[Start]

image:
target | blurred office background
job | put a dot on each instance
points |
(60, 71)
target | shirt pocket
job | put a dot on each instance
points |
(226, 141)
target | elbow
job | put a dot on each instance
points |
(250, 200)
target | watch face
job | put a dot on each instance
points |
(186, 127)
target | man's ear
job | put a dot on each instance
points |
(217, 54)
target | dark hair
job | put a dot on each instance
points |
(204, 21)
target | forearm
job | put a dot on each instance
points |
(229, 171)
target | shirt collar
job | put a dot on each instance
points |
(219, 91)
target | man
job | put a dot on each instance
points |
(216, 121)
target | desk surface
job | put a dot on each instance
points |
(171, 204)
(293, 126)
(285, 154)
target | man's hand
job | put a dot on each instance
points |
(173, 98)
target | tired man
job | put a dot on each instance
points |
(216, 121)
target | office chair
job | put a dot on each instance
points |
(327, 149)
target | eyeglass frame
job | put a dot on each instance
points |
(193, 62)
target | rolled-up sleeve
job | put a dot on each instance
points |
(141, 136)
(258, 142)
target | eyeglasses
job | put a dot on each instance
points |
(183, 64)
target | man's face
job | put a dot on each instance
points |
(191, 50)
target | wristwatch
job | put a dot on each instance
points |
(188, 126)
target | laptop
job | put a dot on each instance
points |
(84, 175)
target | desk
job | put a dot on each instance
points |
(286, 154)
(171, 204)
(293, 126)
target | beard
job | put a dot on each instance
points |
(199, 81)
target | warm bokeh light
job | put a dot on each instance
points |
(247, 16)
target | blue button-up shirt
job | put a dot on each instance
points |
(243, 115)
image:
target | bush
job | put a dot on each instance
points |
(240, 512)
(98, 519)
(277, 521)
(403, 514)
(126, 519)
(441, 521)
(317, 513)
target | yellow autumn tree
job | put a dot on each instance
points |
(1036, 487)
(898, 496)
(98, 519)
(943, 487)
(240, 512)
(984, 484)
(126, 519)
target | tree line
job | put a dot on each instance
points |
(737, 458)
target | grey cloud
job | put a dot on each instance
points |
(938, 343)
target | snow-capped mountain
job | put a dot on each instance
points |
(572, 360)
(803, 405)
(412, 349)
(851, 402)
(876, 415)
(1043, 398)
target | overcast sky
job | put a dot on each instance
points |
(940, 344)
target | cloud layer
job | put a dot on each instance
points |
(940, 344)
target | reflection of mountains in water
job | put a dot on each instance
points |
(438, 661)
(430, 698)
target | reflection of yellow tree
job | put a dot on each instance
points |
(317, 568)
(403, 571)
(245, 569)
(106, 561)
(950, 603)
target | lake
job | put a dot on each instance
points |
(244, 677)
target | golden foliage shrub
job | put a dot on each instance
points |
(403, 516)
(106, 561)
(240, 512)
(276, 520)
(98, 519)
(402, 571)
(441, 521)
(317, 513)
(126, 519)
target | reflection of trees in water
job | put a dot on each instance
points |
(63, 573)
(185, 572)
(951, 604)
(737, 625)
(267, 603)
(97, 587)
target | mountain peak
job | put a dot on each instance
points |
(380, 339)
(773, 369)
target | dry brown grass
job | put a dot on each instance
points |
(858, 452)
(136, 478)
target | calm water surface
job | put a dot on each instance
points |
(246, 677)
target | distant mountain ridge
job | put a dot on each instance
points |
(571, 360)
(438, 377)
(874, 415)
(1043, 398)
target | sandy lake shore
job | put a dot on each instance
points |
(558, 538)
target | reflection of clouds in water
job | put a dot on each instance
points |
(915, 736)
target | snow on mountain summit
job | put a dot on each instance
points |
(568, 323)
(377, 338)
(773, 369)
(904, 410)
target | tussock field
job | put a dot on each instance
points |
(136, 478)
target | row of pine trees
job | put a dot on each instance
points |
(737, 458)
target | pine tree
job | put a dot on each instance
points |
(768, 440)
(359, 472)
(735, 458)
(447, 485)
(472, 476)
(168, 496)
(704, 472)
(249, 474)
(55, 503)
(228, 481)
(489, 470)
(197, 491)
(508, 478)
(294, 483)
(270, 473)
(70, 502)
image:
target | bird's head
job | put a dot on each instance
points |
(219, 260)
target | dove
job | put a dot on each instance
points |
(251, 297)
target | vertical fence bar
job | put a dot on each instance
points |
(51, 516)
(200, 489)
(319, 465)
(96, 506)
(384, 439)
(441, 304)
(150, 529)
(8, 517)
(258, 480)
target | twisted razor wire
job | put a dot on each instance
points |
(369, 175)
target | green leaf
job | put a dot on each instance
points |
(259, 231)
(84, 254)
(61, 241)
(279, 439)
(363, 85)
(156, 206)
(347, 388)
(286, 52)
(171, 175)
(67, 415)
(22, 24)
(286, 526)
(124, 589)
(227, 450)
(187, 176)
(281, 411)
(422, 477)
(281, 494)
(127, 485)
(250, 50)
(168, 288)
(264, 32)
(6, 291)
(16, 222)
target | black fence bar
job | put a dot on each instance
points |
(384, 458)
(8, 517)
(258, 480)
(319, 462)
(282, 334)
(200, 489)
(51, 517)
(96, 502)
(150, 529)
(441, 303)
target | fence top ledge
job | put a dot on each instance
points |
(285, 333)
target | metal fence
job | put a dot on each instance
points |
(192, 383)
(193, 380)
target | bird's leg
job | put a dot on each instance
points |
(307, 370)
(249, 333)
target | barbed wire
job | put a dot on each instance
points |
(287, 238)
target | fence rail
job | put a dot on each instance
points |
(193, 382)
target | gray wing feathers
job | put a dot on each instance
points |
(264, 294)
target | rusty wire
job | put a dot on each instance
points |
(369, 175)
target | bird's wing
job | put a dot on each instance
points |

[End]

* **Challenge**
Reproduce the records above verbatim, beginning with the line containing "target | bird's leg" and continuing down to the final line of the records.

* **Expected answer**
target | bird's leg
job | put a dot on each instance
points |
(307, 370)
(249, 333)
target | barbed wire
job | put a dot on each instance
points |
(287, 238)
target | fence rail
job | put a dot on each instance
points |
(193, 382)
target | gray wing feathers
job | put a dot on each instance
points |
(264, 294)
target | rusty wire
job | put a dot on each instance
points |
(369, 175)
target | bird's wing
job | put a dot on each instance
points |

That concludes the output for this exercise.